- TEXTO SELECIONADO -
● ● ●

Teologia racional. Em sua crítica à teologia racional, Kant analisa as provas da existência de Deus mais conhecidas. Estas são o argumento ontológico; o argumento cosmológico – que vem da Antiguidade –, e o argumento físico-teleológico.
O argumento ontológico, encontrado em Santo Anselmo (1033-1109) e em Descartes, afirma que o homem tem idéia de um ser perfeito, que necessariamente deve existir porque se não existisse não seria perfeito. “Eu tenho a idéia de um ser, de um ente perfeito; este ente perfeito tem que existir, porque se não existisse, faltar-lhe-ia a perfeição da existência e não seria perfeito”. Kant mostra que a “existência” é uma das categorias a priori do conhecimento. A existência é uma categoria aplicável às percepções sensíveis e portanto só é valida quando aplicada a objetos do conhecimento: o que é conhecido primeiro existe, a coisa é conhecida como existente, e não o contrário, isto é, existe porque imaginado. Aplicar as categorias de existência, de substância, de causa, é o ato pelo qual estabelecemos os objetos a conhecer, os fenômenos. Não é suficiente ter a idéia de algo, há de se ter a percepção sensível correspondente, tê-la ou poder tê-la, e é isso justamente o que falta à idéia de Deus, a coisa à qual se aplique a categoria da existência.
O argumento cosmológico consiste na enumeração de causas dos fenômenos até se chegar a uma causa não causada, que seria Deus. Kant contra argumenta que não há motivo algum para se cessar a aplicação da categoria de causalidade. O argumento cosmológico é inaceitável porque consiste em ir enumerando séries de causas até deter-se, sem motivo algum, em uma causa “incausada”.

● ● ●

- REGISTROS -

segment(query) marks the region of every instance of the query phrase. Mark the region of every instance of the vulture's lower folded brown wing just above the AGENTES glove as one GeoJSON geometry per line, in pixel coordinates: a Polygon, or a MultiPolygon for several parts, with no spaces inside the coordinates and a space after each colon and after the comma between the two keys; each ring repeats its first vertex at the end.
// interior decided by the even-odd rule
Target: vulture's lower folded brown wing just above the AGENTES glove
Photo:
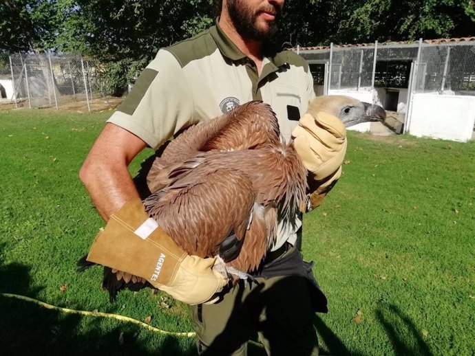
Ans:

● ● ●

- REQUISITOS DO EXERCÍCIO -
1/ Responda com base no texto sobre teologia racional:
(a) Em quais pensadores se encontra o argumento ontológico?
(b) Segundo Kant, a que se aplica a categoria de existência?
(c) Em que consiste o argumento cosmológico?
2/ Conforme o texto sobre teologia racional, por que Kant considera o argumento cosmológico inaceitável? Explique em até três frases.
3/ Devolva tudo o que vai de "Teologia racional. Em" até "o argumento físico-teleológico." no texto sobre teologia racional.
Os registros não são necessários para resolver o exercício.

- LISTA DE RESPOSTAS -
1/
(a) Em Santo Anselmo e em Descartes.
(b) Às percepções sensíveis. Por isso, ela só é válida quando aplicada a objetos do conhecimento.
(c) Consiste em enumerar as causas dos fenômenos até chegar a uma causa não causada, que seria Deus.

2/ O argumento enumera séries de causas e se detém, sem motivo algum, em uma causa "incausada". Para Kant, não há razão para interromper a aplicação da categoria de causalidade.

3/
Teologia racional. Em sua crítica à teologia racional, Kant analisa as provas da existência de Deus mais conhecidas. Estas são o argumento ontológico; o argumento cosmológico – que vem da Antiguidade –, e o argumento físico-teleológico.